• [Problem details] Using the entries below, restate word for word only the lines from the one with "of the white" to the final line, leaving the pictures out.

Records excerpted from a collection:

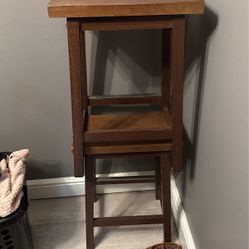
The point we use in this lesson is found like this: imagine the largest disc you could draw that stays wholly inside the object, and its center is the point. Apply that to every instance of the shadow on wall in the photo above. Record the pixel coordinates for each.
(198, 33)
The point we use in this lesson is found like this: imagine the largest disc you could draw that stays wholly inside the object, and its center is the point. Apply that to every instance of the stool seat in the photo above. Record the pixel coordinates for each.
(125, 128)
(100, 8)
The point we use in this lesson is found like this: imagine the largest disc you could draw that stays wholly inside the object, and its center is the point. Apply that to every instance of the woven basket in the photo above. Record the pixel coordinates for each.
(166, 246)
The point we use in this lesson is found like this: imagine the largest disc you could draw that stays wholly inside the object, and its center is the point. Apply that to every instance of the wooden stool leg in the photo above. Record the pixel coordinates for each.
(89, 187)
(177, 76)
(94, 172)
(166, 196)
(158, 181)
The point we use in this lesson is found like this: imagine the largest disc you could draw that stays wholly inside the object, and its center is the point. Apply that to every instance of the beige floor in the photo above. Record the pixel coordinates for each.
(59, 223)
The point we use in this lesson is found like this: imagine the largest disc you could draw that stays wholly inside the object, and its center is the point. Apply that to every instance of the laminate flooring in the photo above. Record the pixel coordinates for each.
(60, 223)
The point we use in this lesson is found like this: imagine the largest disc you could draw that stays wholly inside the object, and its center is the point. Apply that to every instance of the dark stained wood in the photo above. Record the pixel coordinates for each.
(165, 86)
(98, 8)
(154, 126)
(89, 188)
(158, 181)
(123, 100)
(125, 135)
(177, 75)
(124, 149)
(125, 180)
(126, 23)
(74, 49)
(166, 195)
(128, 220)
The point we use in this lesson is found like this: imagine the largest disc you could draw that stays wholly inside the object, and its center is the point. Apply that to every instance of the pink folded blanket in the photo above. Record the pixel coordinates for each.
(12, 177)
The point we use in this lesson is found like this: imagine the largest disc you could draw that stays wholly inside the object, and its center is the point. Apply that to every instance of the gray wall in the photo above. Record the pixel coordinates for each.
(35, 104)
(215, 183)
(35, 91)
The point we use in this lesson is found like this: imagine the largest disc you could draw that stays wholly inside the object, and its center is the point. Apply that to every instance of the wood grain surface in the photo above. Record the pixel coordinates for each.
(104, 8)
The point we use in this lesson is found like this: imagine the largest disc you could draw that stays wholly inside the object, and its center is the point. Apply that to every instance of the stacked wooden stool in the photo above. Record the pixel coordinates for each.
(141, 134)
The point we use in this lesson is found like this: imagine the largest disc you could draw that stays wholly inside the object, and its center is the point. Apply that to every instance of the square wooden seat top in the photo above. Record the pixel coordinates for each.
(121, 8)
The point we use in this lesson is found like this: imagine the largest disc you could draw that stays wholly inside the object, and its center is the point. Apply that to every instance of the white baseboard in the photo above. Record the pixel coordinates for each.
(71, 186)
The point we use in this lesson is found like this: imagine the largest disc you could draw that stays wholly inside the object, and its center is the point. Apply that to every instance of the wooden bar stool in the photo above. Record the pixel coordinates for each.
(153, 133)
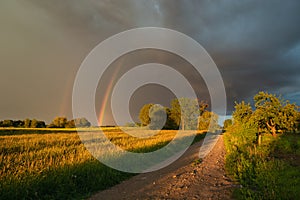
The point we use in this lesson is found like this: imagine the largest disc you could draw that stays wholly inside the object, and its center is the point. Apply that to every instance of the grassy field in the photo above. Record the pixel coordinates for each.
(54, 164)
(268, 171)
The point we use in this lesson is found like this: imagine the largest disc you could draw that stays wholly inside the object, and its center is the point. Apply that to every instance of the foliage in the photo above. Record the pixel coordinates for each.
(208, 121)
(58, 166)
(58, 122)
(227, 123)
(27, 123)
(266, 171)
(158, 117)
(242, 112)
(144, 114)
(185, 112)
(274, 113)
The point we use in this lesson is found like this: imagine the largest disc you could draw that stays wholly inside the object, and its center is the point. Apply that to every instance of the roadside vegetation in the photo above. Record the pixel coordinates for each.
(263, 149)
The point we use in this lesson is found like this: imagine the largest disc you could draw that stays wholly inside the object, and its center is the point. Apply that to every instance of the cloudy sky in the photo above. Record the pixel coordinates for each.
(255, 44)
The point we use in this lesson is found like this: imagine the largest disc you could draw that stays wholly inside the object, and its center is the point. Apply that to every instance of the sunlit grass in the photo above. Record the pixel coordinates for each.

• [Reply]
The point we use in this lesson is found like this: imagine the largest disc you could draw that stays wholly inside the object, and its center is the point. Apply that to every instance of the white baseboard in the photo above. Record the pixel coordinates for each.
(71, 186)
The point we use in this lesson is found like this: imagine the largest disc you could draw that stays wholly inside the object, and its center is the point. Apply that to every instance of the wooden bar stool in the photo above. Record the pixel coordinates for each.
(153, 133)
The point we use in this lesson is found like this: imagine the largest disc you could draw that stays wholly inside the object, and its center is the point. Apply that to every instance of the grassy field in the photo above. Record the pixel coordinates for each.
(54, 164)
(268, 171)
The point we use in this lesson is found like this: imagine the largest disc you could draw that stays wholly inside the object, and its center is the point. Apply that to every instance of the foliage in the photo above. Record the pixel coordinates for each.
(208, 121)
(58, 166)
(58, 122)
(227, 123)
(27, 123)
(266, 171)
(158, 117)
(242, 112)
(144, 114)
(185, 112)
(274, 113)
The point we use in this lesson is found like this: imagine the largest disc you could draw that stays wholly inside the object, and its center is the point. Apply that to every instance of the roadside vegetation in the photo above. Record the pixel coordinates for each.
(263, 149)
The point we use in this lesson is found like this: imagine the largest disc you could draw that stays wholly inside the object, and its center is the point. Apply that to every instance of the cloudy sky in the photo above. Record the pixel coordinates for each.
(255, 44)
The point we use in this lesson is found like this: imagine the largest disc you could draw that stays wholly inside the object, and its center is the point. Apply that to every instance of the sunlit grass in the photo above. Record the pixel coordinates for each.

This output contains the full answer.